Recorded data:

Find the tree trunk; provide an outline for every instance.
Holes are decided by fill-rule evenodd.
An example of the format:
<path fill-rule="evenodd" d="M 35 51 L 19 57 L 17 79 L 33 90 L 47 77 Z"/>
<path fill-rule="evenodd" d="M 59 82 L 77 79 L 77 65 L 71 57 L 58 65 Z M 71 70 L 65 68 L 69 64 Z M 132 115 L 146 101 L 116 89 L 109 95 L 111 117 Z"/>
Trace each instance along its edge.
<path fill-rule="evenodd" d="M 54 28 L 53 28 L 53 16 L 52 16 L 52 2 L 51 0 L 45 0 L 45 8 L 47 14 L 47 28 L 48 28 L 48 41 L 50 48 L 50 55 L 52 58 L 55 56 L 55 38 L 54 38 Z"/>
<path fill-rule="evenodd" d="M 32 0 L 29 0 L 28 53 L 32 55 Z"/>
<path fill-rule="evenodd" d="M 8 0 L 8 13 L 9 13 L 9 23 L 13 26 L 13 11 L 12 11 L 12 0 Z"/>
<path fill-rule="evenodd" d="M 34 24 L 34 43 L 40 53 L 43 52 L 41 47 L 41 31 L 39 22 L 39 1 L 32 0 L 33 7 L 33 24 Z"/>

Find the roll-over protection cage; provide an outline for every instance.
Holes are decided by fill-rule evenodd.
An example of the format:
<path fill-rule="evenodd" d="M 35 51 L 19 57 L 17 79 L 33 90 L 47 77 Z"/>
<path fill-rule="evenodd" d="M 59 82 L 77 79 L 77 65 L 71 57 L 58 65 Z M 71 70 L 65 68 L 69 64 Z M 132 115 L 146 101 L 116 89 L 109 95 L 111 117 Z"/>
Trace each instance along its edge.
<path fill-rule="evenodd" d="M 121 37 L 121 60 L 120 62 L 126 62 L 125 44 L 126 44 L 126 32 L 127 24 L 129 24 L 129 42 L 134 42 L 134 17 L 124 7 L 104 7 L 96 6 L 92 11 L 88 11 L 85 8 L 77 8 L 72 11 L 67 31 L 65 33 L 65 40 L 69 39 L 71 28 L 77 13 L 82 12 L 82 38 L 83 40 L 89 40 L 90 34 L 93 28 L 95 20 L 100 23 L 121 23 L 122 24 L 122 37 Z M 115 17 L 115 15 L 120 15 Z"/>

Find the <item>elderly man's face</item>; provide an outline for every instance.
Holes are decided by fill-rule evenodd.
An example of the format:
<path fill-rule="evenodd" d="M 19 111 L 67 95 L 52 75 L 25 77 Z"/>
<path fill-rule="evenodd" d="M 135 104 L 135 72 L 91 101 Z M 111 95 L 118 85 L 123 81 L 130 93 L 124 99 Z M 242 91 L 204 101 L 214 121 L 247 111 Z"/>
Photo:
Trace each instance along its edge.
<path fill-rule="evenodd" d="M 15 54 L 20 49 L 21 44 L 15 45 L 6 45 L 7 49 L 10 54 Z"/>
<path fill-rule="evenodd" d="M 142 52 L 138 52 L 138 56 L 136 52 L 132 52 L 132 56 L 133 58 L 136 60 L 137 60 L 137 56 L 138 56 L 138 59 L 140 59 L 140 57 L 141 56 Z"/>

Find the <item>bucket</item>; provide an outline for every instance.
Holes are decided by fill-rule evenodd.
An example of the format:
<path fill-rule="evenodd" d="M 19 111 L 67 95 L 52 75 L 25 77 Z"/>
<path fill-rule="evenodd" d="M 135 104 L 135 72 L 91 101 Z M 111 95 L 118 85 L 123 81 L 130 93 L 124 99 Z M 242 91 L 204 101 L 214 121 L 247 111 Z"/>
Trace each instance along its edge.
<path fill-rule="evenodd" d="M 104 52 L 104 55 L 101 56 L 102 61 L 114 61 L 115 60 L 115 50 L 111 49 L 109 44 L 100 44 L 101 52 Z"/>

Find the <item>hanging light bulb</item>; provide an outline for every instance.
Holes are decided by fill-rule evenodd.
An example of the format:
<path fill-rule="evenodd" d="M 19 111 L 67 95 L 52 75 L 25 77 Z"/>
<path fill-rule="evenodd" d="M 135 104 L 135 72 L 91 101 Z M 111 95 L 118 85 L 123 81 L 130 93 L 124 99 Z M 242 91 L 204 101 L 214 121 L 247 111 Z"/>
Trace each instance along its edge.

Request: Edit the material from its start through the line that contains "121 37 L 121" so that "instance" becomes "occurrence" everywhere, and return only that stretch with everything else unchanged.

Result:
Find the tree trunk; provide an outline for every occurrence.
Holes are decided by fill-rule evenodd.
An example of the format:
<path fill-rule="evenodd" d="M 35 51 L 19 57 L 17 79 L 33 90 L 47 77 Z"/>
<path fill-rule="evenodd" d="M 59 82 L 77 79 L 77 65 L 71 57 L 58 65 Z M 71 70 L 65 68 L 69 64 Z M 132 115 L 146 101 L 116 89 L 109 95 L 111 117 Z"/>
Trace each occurrence along its edge.
<path fill-rule="evenodd" d="M 54 28 L 53 28 L 53 16 L 52 16 L 52 2 L 51 0 L 45 0 L 45 8 L 47 14 L 47 28 L 48 28 L 48 41 L 50 48 L 50 55 L 52 58 L 55 56 L 55 38 L 54 38 Z"/>
<path fill-rule="evenodd" d="M 32 0 L 29 0 L 28 53 L 32 55 Z"/>
<path fill-rule="evenodd" d="M 8 0 L 8 13 L 9 13 L 9 23 L 13 26 L 13 11 L 12 11 L 12 0 Z"/>
<path fill-rule="evenodd" d="M 34 24 L 34 43 L 40 53 L 43 52 L 41 47 L 41 31 L 39 22 L 39 1 L 32 0 L 33 7 L 33 24 Z"/>

Find the roll-over protection cage; provide an outline for every occurrence.
Holes are decided by fill-rule evenodd.
An example of the format:
<path fill-rule="evenodd" d="M 35 51 L 19 57 L 17 79 L 33 90 L 47 77 Z"/>
<path fill-rule="evenodd" d="M 59 82 L 77 79 L 77 65 L 71 57 L 58 65 Z M 71 70 L 65 68 L 69 64 Z M 132 115 L 146 101 L 116 89 L 109 95 L 111 117 Z"/>
Trace each occurrence along its edge.
<path fill-rule="evenodd" d="M 121 37 L 121 60 L 120 62 L 126 62 L 125 44 L 126 44 L 126 32 L 127 24 L 129 24 L 129 42 L 134 42 L 134 17 L 124 7 L 104 7 L 96 6 L 92 11 L 88 11 L 85 8 L 77 8 L 72 11 L 67 31 L 65 33 L 65 40 L 69 39 L 71 28 L 77 13 L 82 12 L 82 38 L 83 40 L 89 40 L 90 34 L 93 28 L 95 20 L 100 23 L 121 23 L 122 24 L 122 37 Z M 115 17 L 115 15 L 120 15 Z"/>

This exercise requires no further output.